This bilingual debate team in NYC is fighting ‘English-only norms’ at national competitions

A wave of anxiety washed over Anyely Rijo as she stepped onto a debate stage in Washington, D.C.

The 13-year-old student from Brooklyn’s M.S. 50 was used to debating other schools across the city in her native Spanish, part of a small but growing cadre of bilingual debaters. Now, with help from an interpreter, Rijo and her debate partner were squaring off for the first time at a national tournament in English.

It didn’t go well.

Rijo, who immigrated from the Dominican Republic last year, said she struggled to follow the arguments the opposing team was making about the debate topic: whether the United States should substantially reduce restrictions on legal immigration. Their opponents lobbed a lot of arguments that felt overwhelming and disparate, from open borders to the politics of refugee resettlement. 

Worse, she worried the interpreter wouldn’t quickly translate their arguments, leading Rijo and her partner to repeat themselves, sacrificing valuable time.

“It was the first time we were debating and facing someone in English,” Rijo said in a recent interview that was interpreted by Carolina Hidalgo, one of her debate coaches. “I was scared, nervous — we cried a lot.” She and her partner lost all six of their debates.

The defeat stung. M.S. 50’s debate team, which has taken home three city championships in four years, is a source of pride for the school, which just five years ago was targeted for rapid turnaround under Mayor Bill de Blasio’s Renewal program. Ben Honoroff, the school’s principal, has infused the curriculum with debate, which he credits partly for recent boosts in enrollment and test scores. 

But the school’s staff is also pioneering an effort to include more English learners, who make up 18% of the school’s students, in its extracurricular debate programs. At first, the school’s Spanish-speaking students mostly debated each other. 

“They were like, ‘it’s not fair that we can’t go to these debate tournaments,’” Honoroff said. “They were hungry for competition against other schools.”

M.S. 50 helped persuade the citywide debate league to include Spanish-speaking debaters and has coaxed a handful of other schools to participate in bilingual citywide debates. M.S. 50 even set up a debate via Skype with a school in the Dominican Republic.

Buoyed by the Spanish debaters’ success at citywide tournaments, M.S. 50 officials wanted to enter them in national competitions that have historically been conducted exclusively in English.

“I was excited about challenging the English-only norms in the national debate tournaments,” Honoroff said.

Officials knew there would be challenges involved: The school would have to raise thousands of dollars to hire an interpreter. Honoroff, whose office is adorned with press clippings from his student’s debate triumphs, had never seen a tournament that had formal procedures for hosting teams that don’t speak English. He warned students they would likely be met with resistance.

“It’s a lot easier to not have a Spanish-language debate team,” Honoroff said.

Still, after Rijo’s experience in Washington, it felt daunting to compete in an upcoming tournament in Texas that was already in the works and would again require them to debate in Spanish with an interpreter simultaneously rendering their arguments into English. And it wasn’t just because they lost every round.

Back in Washington, “[Other] coaches were making our kids cry and making them feel uncomfortable that they were speaking in Spanish,” said Hidalgo, the bilingual debate coach. “They came back and they were really defeated.”

INPUT DATA:
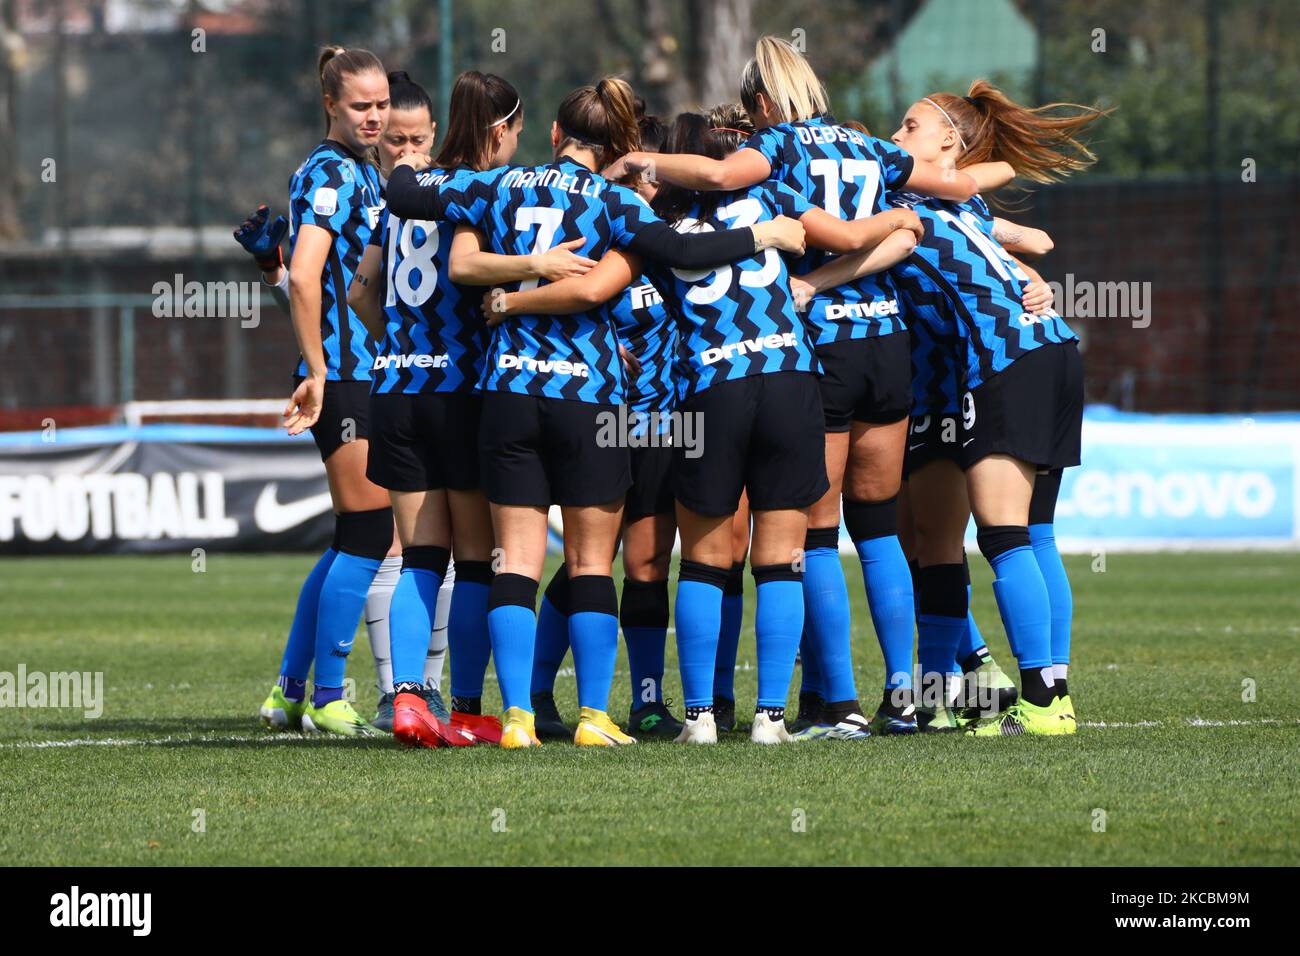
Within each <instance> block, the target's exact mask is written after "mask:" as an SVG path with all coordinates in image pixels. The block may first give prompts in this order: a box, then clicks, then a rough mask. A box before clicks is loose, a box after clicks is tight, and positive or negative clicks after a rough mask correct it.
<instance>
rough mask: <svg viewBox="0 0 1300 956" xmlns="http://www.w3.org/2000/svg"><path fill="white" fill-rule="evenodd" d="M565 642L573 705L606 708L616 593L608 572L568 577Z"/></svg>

TASK STATEMENT:
Answer from the debate article:
1. From which country did Anyely Rijo immigrate?
2. How many city championships has M.S. 50's debate team won in four years?
3. What percentage of the school's students are English learners?
The data has no connection to the debate article.

ANSWER SECTION:
1. The Dominican Republic
2. Three
3. 18%